- _Фрагмент текста_:
%%

Давыдов Сергей Александрович
Шрифт:
Третий критик, заслуживающий внимания, — В. Варшавский. Прозу Набокова он считает «единственной блистательной и удивительной удачей молодой эмигрантской литературы».{125} По поводу «Приглашения на казнь» Варшавский пишет, что всякое художественное произведение «остается несоизмеримым со всеми интеллектуальными схемами, даже теми, которые мог бы предложить сам автор».{126} Не принимая выводов Ходасевича, Варшавский предлагает многоаспектную интерпретацию романа.
Критик выделяет в «Приглашении на казнь» оппозицию социального и индивидуального. «Социализированной жизни» коллектива, основанной на принципе добровольного подчинения и сотрудничества, руководствующейся регламентированными обрядами и табу, противостоит индивидуальное начало свободной воли, творчества и неподчинения тоталитарному коллективу. Варшавский считает «Приглашение на казнь» утопическим романом, предупреждающим о том, что «победа любой формы тоталитаризма будет означать „приглашение на казнь“ для всего свободного и творческого, что есть в человеке».{127}
В художественном плане оппозиция индивидуального и социального находит свое выражение в противостоянии истинного творчества условному, псевдореалистическому жанру литературы. Согласно Варшавскому, роман можно прочитать как пародию на социалистический реализм казенной советской беллетристики.

%%

- _Условие задания_: Перепишите фрагмент о критике «Приглашения на казнь» между словами «Давыдов Сергей Александрович» и «многоаспектную интерпретацию романа.», включая их, заменив «многоаспектную» на «многоплановую». Приведенные далее строки никак не связаны с фрагментом о критике «Приглашения на казнь».

- _Выдержки из записей_:
%%

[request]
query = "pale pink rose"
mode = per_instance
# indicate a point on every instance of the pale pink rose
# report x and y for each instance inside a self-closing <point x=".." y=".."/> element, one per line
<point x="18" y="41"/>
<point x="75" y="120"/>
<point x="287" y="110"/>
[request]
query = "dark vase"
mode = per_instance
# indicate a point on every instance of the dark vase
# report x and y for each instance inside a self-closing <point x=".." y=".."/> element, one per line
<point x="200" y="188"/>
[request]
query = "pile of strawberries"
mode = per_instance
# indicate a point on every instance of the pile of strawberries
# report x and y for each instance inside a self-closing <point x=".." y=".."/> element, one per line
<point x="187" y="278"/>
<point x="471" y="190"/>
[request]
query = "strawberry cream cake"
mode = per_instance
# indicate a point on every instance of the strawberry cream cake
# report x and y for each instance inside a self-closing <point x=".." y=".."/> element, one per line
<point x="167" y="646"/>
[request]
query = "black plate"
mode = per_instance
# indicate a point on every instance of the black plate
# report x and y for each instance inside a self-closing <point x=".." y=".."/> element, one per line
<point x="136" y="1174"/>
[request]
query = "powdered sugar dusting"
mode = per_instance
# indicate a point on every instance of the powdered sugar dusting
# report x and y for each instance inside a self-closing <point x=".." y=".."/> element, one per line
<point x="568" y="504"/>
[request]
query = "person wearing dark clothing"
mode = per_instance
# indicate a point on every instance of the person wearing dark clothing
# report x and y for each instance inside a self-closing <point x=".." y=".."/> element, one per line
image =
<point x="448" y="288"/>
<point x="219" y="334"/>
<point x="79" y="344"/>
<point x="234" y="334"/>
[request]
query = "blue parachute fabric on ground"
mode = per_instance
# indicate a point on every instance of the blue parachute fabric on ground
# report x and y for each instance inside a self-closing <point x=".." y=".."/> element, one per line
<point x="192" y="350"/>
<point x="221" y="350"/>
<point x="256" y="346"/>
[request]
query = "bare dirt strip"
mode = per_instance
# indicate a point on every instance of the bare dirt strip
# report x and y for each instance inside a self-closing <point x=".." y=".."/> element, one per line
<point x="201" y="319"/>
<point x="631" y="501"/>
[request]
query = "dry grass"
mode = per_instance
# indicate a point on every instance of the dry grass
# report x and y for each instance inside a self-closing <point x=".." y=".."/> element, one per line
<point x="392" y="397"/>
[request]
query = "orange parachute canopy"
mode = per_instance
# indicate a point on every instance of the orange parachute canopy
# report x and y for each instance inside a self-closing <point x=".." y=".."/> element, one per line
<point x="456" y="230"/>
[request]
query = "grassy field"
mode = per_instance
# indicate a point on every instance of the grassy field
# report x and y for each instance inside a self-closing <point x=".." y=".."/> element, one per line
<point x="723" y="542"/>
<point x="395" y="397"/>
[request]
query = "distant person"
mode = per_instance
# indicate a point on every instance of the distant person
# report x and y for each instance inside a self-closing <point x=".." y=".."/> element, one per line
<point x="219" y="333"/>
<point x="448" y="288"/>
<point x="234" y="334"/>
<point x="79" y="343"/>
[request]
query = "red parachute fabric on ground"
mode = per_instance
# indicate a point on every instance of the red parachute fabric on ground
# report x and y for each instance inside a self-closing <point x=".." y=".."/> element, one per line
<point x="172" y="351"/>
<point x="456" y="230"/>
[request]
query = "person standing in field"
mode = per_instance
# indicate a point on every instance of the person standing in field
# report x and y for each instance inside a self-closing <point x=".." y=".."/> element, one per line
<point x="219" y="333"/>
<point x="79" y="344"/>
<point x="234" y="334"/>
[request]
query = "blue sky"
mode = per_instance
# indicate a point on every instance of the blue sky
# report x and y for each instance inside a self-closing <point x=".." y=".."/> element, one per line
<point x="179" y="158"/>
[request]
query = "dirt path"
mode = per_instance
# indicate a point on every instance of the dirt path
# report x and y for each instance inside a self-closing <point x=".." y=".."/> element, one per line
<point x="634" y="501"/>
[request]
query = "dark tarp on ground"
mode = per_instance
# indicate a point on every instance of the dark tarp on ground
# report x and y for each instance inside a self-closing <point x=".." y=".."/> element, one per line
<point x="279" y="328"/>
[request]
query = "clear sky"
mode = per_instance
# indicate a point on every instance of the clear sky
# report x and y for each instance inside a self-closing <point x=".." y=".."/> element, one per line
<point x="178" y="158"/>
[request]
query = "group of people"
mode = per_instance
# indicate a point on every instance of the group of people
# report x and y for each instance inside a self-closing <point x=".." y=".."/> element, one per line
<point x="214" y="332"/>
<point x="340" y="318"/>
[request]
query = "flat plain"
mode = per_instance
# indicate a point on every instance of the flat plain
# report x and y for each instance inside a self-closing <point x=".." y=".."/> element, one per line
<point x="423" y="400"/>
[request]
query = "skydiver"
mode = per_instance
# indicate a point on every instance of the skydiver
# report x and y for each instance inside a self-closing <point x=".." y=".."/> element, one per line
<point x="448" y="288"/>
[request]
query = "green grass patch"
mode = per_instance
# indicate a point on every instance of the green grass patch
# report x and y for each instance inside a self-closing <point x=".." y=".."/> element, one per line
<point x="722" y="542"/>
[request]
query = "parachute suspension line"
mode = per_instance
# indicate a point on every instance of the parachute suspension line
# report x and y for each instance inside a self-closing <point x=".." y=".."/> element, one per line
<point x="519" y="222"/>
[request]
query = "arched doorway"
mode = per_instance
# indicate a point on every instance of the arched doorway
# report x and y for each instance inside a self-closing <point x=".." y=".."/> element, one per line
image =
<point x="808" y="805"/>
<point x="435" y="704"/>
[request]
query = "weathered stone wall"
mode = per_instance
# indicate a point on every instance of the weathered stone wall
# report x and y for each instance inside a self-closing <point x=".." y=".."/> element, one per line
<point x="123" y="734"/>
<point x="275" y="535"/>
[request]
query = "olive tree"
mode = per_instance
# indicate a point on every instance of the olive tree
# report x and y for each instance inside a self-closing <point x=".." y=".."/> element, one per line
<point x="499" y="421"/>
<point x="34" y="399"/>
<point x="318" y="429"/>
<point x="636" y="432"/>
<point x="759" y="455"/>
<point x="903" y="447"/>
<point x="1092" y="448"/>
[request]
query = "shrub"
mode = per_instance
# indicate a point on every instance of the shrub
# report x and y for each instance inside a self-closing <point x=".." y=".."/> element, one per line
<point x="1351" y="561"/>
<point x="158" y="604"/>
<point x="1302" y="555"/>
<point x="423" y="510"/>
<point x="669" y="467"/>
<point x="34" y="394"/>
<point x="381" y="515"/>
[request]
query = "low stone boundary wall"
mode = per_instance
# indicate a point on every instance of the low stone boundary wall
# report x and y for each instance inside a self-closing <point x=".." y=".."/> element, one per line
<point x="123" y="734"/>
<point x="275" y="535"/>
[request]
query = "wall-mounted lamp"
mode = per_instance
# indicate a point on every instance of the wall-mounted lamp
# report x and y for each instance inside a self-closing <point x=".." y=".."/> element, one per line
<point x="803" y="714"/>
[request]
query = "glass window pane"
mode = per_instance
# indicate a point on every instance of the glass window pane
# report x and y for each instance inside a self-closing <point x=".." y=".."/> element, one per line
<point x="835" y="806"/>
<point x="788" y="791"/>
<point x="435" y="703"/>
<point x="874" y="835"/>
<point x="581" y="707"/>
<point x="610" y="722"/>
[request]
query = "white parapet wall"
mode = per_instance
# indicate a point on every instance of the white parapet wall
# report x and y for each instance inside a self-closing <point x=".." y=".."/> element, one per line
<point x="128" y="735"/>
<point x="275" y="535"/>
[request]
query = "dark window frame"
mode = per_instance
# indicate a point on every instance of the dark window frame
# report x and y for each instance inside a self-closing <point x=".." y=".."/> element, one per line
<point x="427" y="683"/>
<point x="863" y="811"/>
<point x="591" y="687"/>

%%

- _Образец решения_:
Давыдов Сергей Александрович
Шрифт:
Третий критик, заслуживающий внимания, — В. Варшавский. Прозу Набокова он считает «единственной блистательной и удивительной удачей молодой эмигрантской литературы».{125} По поводу «Приглашения на казнь» Варшавский пишет, что всякое художественное произведение «остается несоизмеримым со всеми интеллектуальными схемами, даже теми, которые мог бы предложить сам автор».{126} Не принимая выводов Ходасевича, Варшавский предлагает многоплановую интерпретацию романа.